- **Exercise task**
Only the lines from the one containing "Thank you for the photo. Please point out the man's" through the end of the material are to be echoed, each exactly as it appears.

(Extracted data entries)
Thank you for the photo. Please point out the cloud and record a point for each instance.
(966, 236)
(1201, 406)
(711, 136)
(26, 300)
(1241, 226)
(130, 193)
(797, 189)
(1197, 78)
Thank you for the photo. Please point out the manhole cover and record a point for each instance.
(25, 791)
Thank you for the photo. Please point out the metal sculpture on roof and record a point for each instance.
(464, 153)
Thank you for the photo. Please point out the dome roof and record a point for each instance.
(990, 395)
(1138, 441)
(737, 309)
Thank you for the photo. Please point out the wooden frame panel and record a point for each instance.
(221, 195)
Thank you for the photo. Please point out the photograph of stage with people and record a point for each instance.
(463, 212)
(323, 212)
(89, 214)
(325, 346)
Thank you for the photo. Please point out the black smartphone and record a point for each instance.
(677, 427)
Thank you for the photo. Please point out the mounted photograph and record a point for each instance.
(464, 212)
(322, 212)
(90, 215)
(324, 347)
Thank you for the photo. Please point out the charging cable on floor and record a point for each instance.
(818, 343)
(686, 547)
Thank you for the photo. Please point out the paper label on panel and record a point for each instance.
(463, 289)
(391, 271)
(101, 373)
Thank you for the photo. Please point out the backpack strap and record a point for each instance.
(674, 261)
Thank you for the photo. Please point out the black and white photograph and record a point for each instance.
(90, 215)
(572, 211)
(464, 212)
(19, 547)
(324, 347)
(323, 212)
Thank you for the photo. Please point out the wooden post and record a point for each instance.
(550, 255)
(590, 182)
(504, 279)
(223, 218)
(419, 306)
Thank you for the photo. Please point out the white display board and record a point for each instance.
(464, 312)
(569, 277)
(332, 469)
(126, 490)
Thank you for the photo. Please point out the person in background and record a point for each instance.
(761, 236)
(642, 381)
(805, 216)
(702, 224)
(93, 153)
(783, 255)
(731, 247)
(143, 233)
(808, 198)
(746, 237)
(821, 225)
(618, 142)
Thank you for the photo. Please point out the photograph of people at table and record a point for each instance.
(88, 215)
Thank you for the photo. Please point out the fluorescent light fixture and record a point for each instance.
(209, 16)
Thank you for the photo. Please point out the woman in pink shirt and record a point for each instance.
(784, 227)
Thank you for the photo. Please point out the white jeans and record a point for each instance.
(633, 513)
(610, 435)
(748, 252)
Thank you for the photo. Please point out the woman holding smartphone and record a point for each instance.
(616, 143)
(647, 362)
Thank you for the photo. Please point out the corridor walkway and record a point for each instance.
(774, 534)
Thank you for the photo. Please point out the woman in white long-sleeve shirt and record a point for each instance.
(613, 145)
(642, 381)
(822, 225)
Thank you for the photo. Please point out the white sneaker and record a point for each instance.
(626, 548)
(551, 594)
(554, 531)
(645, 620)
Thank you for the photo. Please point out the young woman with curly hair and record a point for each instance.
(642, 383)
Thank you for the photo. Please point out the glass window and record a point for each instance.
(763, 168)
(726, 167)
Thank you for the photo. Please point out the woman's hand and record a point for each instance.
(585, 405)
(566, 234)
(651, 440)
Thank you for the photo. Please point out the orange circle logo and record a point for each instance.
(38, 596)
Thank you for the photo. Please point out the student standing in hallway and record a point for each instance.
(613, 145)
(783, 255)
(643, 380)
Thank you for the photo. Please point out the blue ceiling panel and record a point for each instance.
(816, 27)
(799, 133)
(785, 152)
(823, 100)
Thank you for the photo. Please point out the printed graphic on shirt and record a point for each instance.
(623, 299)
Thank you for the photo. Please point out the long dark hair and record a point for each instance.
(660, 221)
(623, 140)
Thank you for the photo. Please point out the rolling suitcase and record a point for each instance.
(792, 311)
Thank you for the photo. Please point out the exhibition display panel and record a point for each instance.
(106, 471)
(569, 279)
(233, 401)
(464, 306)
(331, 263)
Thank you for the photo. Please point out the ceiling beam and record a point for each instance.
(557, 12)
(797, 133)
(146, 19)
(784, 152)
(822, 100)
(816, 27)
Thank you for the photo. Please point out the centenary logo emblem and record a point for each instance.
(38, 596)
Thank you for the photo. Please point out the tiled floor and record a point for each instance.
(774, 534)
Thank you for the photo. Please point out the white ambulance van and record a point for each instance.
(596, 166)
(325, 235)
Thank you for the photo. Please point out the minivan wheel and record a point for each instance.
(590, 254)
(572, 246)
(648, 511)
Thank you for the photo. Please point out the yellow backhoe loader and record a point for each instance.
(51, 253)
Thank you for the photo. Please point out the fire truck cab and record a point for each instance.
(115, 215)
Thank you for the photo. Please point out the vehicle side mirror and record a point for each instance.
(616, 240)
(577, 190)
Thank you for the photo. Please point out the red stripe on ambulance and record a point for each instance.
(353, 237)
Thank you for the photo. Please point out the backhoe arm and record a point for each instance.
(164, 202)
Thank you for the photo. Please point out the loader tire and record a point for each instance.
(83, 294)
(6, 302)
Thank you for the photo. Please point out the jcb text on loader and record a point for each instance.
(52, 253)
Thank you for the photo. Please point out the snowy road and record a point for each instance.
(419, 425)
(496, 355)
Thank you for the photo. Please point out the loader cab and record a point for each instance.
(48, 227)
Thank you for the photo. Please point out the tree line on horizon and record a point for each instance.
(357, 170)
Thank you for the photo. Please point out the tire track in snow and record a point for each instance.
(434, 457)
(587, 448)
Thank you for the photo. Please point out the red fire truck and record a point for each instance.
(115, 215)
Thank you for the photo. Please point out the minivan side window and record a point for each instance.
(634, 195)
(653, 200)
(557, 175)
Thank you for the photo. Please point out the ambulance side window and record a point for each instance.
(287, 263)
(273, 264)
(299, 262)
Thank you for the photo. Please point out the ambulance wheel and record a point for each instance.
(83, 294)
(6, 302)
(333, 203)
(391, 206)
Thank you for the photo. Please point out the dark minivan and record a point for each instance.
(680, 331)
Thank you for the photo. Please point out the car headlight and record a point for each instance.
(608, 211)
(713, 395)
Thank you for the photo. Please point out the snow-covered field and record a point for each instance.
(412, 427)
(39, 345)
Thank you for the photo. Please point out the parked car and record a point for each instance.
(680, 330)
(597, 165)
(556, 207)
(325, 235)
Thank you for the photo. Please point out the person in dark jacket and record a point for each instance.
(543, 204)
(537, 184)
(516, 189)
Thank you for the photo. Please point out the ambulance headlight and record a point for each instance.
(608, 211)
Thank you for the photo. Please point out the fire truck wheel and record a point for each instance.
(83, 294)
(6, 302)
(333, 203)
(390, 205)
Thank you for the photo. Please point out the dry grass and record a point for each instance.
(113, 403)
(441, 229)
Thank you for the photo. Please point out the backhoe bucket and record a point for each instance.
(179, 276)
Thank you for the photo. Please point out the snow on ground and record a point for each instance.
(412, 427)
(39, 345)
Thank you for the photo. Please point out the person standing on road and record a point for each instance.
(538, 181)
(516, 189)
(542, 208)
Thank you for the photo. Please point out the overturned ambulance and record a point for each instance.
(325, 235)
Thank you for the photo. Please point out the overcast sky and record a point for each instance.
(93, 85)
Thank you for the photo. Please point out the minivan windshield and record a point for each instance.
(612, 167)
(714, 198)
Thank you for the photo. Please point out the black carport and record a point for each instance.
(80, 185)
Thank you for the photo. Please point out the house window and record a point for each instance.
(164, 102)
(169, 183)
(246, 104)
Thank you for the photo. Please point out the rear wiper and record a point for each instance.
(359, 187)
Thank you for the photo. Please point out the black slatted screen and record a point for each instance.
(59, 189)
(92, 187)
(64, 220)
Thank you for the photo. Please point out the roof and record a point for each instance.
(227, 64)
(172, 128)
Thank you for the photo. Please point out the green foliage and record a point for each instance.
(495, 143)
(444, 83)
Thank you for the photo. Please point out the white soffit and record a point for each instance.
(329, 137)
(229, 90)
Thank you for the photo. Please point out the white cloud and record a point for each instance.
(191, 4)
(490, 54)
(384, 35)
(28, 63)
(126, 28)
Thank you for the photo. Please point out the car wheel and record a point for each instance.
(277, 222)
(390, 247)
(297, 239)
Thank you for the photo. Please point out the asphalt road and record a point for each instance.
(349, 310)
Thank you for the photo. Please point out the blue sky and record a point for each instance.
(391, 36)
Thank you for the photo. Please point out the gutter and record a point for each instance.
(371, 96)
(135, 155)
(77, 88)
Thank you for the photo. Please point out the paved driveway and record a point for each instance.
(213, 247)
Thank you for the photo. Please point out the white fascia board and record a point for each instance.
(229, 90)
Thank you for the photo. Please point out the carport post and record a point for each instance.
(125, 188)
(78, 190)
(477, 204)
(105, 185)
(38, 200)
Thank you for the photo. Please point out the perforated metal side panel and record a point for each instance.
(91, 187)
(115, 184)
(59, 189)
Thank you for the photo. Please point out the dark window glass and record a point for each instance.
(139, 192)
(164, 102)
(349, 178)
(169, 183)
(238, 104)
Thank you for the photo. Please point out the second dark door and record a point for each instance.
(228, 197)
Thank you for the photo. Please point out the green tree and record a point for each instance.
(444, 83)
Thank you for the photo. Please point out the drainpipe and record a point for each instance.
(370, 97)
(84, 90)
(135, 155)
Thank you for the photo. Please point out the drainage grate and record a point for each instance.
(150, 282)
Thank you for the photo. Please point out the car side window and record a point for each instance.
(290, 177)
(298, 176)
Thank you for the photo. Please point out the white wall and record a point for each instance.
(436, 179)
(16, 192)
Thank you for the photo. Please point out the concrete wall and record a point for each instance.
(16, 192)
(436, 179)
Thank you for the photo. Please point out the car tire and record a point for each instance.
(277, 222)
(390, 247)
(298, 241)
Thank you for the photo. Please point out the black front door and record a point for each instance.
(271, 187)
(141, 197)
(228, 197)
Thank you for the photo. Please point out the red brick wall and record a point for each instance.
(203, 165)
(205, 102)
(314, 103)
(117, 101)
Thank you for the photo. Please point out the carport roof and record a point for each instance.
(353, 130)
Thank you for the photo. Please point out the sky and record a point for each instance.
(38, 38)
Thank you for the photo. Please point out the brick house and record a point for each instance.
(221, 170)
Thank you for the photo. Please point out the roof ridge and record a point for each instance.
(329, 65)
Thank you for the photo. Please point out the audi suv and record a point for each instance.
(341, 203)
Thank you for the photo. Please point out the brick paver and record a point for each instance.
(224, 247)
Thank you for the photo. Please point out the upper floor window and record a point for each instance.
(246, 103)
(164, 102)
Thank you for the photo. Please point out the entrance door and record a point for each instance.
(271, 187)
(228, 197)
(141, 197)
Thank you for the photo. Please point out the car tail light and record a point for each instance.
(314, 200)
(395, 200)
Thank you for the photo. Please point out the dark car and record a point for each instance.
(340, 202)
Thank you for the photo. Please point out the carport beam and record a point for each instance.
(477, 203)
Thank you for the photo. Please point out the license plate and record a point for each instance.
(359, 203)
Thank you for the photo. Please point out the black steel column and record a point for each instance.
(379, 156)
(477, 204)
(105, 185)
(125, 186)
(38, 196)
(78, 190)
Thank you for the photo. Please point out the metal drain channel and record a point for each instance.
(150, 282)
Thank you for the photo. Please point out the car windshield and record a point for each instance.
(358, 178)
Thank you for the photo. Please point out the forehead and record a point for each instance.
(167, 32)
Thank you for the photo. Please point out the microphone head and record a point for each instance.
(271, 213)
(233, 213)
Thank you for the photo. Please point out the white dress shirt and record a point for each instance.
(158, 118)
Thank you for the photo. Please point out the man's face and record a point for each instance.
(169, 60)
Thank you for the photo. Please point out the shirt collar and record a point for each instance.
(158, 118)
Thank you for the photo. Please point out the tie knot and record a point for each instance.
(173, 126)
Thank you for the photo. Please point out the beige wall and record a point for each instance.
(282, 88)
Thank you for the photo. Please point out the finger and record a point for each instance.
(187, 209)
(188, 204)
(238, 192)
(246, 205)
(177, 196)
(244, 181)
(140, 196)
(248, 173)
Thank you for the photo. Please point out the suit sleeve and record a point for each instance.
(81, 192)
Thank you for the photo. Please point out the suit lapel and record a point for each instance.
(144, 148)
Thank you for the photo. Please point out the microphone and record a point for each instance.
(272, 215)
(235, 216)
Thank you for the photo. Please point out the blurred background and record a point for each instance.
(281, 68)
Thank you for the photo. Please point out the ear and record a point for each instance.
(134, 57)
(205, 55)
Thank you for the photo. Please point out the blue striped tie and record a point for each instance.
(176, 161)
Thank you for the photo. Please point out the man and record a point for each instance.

- **Final result**
Thank you for the photo. Please point out the man's face and record a point for each instance.
(169, 60)
Thank you for the photo. Please point out the shirt collar and record a point for each instance.
(158, 118)
Thank you for the photo. Please point out the tie knot and record a point for each instance.
(173, 126)
Thank you for the photo. Please point out the beige wall and record a point for each instance.
(282, 88)
Thank you for the photo. Please point out the finger and record a point for each instance.
(187, 209)
(188, 204)
(238, 192)
(246, 205)
(177, 196)
(244, 181)
(140, 196)
(248, 173)
Thank you for the photo. Please point out the suit sleeve and record a point for each instance.
(81, 192)
Thank you for the photo. Please point out the suit lapel and record a point for each instance.
(144, 148)
Thank you for the photo. Please point out the microphone and record a point for each instance.
(272, 215)
(235, 216)
Thank you for the photo. Please point out the blurred background and record a point for each instance.
(281, 68)
Thank you for the photo. Please point out the ear and record a point for each instance.
(134, 57)
(205, 55)
Thank you for the photo. Please point out the blue striped tie and record a point for each instance.
(176, 161)
Thank you for the photo. Please point out the man and record a point for each instance.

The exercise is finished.